▶ _TO BE DONE_:
Reproduce the material below verbatim, starting at its first line and stopping after the line that contains "point(336, 63)".
-- START SOURCE DATA --
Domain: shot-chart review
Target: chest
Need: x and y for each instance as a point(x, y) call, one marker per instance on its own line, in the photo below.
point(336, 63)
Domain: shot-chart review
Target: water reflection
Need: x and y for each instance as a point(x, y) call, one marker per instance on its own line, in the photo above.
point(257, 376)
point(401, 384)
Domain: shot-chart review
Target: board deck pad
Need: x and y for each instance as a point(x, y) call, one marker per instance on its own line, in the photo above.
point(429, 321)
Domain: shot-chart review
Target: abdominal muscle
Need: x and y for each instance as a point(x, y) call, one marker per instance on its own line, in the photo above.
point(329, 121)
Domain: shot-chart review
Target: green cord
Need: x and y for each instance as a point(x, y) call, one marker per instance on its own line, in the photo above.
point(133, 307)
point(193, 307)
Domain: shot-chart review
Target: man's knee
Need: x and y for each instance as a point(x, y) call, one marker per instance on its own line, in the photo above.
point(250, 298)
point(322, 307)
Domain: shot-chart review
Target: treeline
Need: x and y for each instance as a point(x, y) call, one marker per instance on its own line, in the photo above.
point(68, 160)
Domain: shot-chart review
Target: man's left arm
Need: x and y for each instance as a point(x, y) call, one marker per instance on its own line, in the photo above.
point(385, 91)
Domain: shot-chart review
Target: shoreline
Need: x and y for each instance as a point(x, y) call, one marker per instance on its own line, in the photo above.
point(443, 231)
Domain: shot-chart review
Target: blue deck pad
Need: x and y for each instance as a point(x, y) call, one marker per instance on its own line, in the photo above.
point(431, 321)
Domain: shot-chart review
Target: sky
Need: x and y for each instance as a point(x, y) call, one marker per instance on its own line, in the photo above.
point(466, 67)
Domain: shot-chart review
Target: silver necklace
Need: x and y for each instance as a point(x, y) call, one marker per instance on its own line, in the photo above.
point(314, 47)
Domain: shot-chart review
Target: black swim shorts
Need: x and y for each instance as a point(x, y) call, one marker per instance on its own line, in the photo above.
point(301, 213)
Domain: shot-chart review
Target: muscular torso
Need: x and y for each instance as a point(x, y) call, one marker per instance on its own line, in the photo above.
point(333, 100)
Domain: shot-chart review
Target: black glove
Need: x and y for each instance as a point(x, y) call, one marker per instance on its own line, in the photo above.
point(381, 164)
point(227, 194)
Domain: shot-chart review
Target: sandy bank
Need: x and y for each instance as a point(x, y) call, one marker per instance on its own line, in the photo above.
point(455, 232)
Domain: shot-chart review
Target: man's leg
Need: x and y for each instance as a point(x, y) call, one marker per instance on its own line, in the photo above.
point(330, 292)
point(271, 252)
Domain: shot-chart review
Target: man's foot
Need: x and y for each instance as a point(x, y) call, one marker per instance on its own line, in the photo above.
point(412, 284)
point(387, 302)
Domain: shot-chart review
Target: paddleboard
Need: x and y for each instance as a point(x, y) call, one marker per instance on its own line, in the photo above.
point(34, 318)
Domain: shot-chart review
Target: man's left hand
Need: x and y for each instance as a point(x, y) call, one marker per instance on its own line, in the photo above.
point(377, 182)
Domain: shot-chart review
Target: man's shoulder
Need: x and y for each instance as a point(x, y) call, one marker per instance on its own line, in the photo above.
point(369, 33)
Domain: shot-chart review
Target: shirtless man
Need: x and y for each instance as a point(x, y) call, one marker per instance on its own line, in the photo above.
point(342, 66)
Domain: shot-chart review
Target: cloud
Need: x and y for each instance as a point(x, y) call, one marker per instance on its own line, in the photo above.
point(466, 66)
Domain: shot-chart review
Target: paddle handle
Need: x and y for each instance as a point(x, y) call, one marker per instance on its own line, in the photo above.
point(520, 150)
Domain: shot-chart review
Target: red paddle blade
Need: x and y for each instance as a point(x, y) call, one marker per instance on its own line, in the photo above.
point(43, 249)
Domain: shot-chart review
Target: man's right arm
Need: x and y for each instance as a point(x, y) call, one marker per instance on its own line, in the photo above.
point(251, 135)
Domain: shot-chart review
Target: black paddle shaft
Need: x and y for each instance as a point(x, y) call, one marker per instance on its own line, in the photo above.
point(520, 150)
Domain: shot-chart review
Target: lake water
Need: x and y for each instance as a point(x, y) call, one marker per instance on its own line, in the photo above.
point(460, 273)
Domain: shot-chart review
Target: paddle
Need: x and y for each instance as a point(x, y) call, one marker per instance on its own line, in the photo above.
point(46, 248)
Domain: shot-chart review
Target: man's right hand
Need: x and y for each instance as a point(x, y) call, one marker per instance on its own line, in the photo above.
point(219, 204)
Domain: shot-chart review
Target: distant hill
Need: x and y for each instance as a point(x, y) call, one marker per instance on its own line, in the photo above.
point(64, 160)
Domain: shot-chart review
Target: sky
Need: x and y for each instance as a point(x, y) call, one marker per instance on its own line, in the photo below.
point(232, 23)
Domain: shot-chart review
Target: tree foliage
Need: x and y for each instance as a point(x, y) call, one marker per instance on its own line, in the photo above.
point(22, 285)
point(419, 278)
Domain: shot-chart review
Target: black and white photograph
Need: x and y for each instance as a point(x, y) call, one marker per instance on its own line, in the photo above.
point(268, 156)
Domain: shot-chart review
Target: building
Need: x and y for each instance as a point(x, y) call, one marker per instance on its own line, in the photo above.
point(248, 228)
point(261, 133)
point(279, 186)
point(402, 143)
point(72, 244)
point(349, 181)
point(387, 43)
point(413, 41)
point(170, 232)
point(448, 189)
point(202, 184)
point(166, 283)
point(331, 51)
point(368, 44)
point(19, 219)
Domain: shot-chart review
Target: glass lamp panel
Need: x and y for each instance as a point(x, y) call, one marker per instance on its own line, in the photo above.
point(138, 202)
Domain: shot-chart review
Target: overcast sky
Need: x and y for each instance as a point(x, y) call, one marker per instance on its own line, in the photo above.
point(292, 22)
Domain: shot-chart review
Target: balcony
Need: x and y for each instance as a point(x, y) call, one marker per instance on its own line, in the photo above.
-- END SOURCE DATA --
▶ _THE COMPLETED TASK_:
Domain: shot-chart review
Target: chest
Need: x and y for each instance as a point(x, y) call, one marker per instance on its own line, in the photo below.
point(336, 63)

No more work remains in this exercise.